* [WORK ORDER]:
In your answer, every line of the records should be written out exactly.

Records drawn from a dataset
◆ ◆ ◆ ◆

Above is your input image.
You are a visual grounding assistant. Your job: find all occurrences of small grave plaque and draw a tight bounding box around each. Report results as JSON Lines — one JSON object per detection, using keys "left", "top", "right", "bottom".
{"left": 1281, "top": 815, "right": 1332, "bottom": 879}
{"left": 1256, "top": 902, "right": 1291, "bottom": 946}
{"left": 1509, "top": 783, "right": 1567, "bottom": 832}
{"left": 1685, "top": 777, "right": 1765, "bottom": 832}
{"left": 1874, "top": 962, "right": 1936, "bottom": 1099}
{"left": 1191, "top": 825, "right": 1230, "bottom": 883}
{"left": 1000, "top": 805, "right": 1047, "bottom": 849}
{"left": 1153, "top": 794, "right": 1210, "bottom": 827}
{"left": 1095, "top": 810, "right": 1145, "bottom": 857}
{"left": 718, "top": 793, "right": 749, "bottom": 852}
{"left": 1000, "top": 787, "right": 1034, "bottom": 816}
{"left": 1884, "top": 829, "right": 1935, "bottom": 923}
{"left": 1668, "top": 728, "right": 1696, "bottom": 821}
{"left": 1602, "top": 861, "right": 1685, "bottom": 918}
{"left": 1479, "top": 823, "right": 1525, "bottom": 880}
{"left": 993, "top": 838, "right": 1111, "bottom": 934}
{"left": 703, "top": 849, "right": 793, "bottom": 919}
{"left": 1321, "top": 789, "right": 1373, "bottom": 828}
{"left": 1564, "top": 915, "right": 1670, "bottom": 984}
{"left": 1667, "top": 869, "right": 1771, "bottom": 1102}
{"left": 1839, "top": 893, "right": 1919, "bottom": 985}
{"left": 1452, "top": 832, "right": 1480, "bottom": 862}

◆ ◆ ◆ ◆

* [WORKED SOLUTION]:
Above is your input image.
You are a visual grounding assistant. Your job: find all occurrences of small grave plaque and draw a tight bounding box around each. Report results as JSON Lines — one JSON object per detection, using keys "left", "top", "right", "bottom".
{"left": 1281, "top": 815, "right": 1332, "bottom": 879}
{"left": 1256, "top": 902, "right": 1291, "bottom": 946}
{"left": 1509, "top": 783, "right": 1567, "bottom": 832}
{"left": 1685, "top": 777, "right": 1765, "bottom": 832}
{"left": 1874, "top": 962, "right": 1936, "bottom": 1099}
{"left": 1191, "top": 825, "right": 1230, "bottom": 883}
{"left": 1000, "top": 805, "right": 1047, "bottom": 849}
{"left": 1153, "top": 794, "right": 1210, "bottom": 827}
{"left": 1095, "top": 810, "right": 1145, "bottom": 857}
{"left": 718, "top": 793, "right": 749, "bottom": 852}
{"left": 1000, "top": 787, "right": 1034, "bottom": 816}
{"left": 1884, "top": 829, "right": 1935, "bottom": 923}
{"left": 1668, "top": 728, "right": 1696, "bottom": 821}
{"left": 1602, "top": 861, "right": 1685, "bottom": 918}
{"left": 1479, "top": 823, "right": 1525, "bottom": 880}
{"left": 993, "top": 838, "right": 1111, "bottom": 934}
{"left": 703, "top": 849, "right": 793, "bottom": 919}
{"left": 1321, "top": 789, "right": 1373, "bottom": 828}
{"left": 1564, "top": 915, "right": 1670, "bottom": 984}
{"left": 1667, "top": 869, "right": 1771, "bottom": 1102}
{"left": 1839, "top": 893, "right": 1919, "bottom": 985}
{"left": 1452, "top": 832, "right": 1480, "bottom": 862}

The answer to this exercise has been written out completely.